▶ _Directions_:
Print out the data that follows exactly, character for character, apart from the pictures.

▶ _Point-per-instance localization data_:
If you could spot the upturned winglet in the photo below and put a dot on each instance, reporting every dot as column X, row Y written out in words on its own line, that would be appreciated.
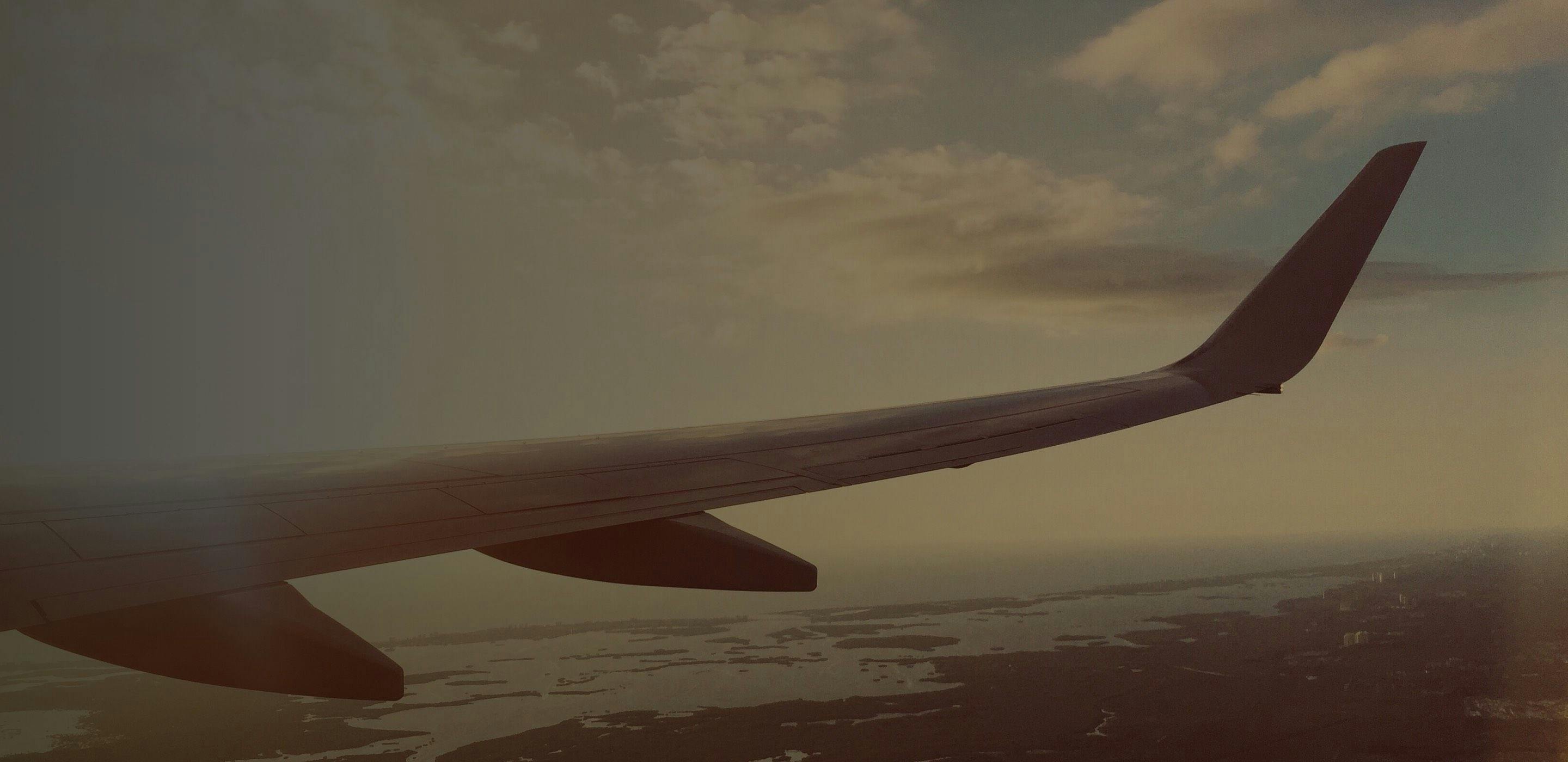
column 1283, row 322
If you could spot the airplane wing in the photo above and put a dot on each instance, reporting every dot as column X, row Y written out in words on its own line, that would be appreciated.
column 181, row 568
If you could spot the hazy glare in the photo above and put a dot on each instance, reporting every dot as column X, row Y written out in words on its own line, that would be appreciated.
column 295, row 226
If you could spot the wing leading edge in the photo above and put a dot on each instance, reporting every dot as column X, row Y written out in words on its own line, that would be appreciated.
column 82, row 546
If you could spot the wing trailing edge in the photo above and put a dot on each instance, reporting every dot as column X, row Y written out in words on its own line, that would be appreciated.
column 261, row 638
column 694, row 551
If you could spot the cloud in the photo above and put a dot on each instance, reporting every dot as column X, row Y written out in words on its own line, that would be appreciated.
column 516, row 35
column 1238, row 146
column 598, row 74
column 624, row 24
column 1401, row 74
column 758, row 77
column 1343, row 341
column 1196, row 46
column 1155, row 280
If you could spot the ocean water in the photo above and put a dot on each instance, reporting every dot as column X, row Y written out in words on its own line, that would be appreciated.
column 485, row 689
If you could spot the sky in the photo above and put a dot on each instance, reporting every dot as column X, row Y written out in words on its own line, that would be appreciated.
column 275, row 226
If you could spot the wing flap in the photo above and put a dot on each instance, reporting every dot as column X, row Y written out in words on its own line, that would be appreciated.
column 261, row 638
column 697, row 551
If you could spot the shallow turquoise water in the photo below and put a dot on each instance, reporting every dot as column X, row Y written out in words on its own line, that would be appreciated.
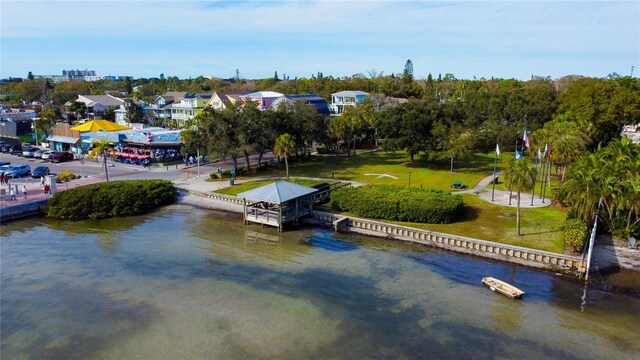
column 184, row 283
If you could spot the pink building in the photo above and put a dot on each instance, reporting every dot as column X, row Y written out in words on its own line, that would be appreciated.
column 264, row 99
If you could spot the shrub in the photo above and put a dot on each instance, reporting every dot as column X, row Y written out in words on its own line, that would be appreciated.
column 65, row 176
column 115, row 198
column 390, row 202
column 575, row 233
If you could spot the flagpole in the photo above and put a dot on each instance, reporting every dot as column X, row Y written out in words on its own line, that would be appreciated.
column 533, row 191
column 544, row 180
column 510, row 190
column 544, row 172
column 495, row 162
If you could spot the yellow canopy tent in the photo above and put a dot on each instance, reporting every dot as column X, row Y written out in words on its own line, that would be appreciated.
column 100, row 125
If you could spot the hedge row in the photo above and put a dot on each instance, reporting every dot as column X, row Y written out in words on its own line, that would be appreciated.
column 575, row 233
column 114, row 198
column 397, row 203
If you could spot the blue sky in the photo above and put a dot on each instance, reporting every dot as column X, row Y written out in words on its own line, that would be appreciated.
column 298, row 38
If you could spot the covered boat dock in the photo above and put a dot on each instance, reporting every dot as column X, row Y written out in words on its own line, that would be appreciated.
column 278, row 203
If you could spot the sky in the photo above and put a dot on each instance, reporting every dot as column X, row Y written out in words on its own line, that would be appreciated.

▶ _Output below_:
If you could spot the upturned winglet in the photo below and put a dot on each instance, reporting every dot as column X, row Y written out in words on its own line, that would be appreciated.
column 1283, row 322
If you could spot the airplane wing in the photo above and put a dot on each instance, reporting every dot as column X, row Y written out in words on its own line, that would be appreciated.
column 181, row 568
If you could spot the hazy glare in the photo above and put a dot on each instance, reporting every dot as column X, row Y written out in words on its own line, that would be appreciated.
column 295, row 226
If you could spot the wing leading edge in the photo above and put a dot on each instance, reporting every dot as column X, row Y written out in words on its own line, that would be appreciated.
column 82, row 546
If you could spot the wing trailing edge in the photo above and put a dot on each instance, reporting every dot as column X, row Y written out in words on its own line, that would be appreciated.
column 261, row 638
column 694, row 551
If you could spot the cloud in the photo above and put a dot on each instance, reporting every dot as column X, row Y written out in words on its own line, that would be appreciated.
column 516, row 35
column 1238, row 146
column 598, row 74
column 624, row 24
column 1401, row 74
column 758, row 77
column 1343, row 341
column 1196, row 46
column 1155, row 280
If you could spot the ocean water in the photo above and put a dot on each instance, reporting every dot as column X, row Y written out in words on its own line, that would be appreciated.
column 485, row 689
If you could spot the sky in the photo above and put a dot on each instance, reporting every dot as column X, row Y written out in words on its own line, that would be appreciated.
column 275, row 226
If you could spot the wing flap in the photo above and put a dot on each instance, reporting every dot as column X, row Y written out in words on its own line, that would be appreciated.
column 261, row 638
column 697, row 551
If you could spot the shallow turquoise water in the photo below and put a dot on each instance, reporting every dot as column X, row Y written out in words on its own line, that would be appreciated.
column 184, row 283
If you could spot the pink building in the photo above and put a dot on each instance, reporting every dot as column X, row Y written out in words on its own line, that would be appreciated.
column 264, row 99
If you could spot the shrub in the photo above and put a dot on each instance, reporting every dot as column X, row Y written out in words on its own line, that would be appreciated.
column 65, row 176
column 115, row 198
column 390, row 202
column 575, row 233
If you could spot the flagpole in the photo above and put a dot on each instance, reporting every dot as column X, row Y written out in words on its own line, that would be appreciated.
column 533, row 191
column 544, row 180
column 510, row 190
column 544, row 172
column 495, row 162
If you could spot the yellow canopy tent in the photo above and put a dot on each instance, reporting every dot as column X, row Y written out in words on its own line, that would be appreciated.
column 100, row 125
If you could spot the hedge row in the photo above and put a dot on each instance, reporting every dot as column X, row Y written out in words on its own line, that would be appreciated.
column 575, row 233
column 114, row 198
column 397, row 203
If you could spot the blue sky in the photo above and put a dot on each instance, reporting every dot as column X, row Y written out in words on its own line, that would be appreciated.
column 298, row 38
If you could spot the covered boat dock in the photo above and put a dot on each instance, reporting every dot as column X, row Y written out in words on its own line, that would be appreciated.
column 278, row 203
If you could spot the sky in the photo above and put a dot on each instance, reporting every dot as column X, row Y written out in words on its own line, that would be appreciated.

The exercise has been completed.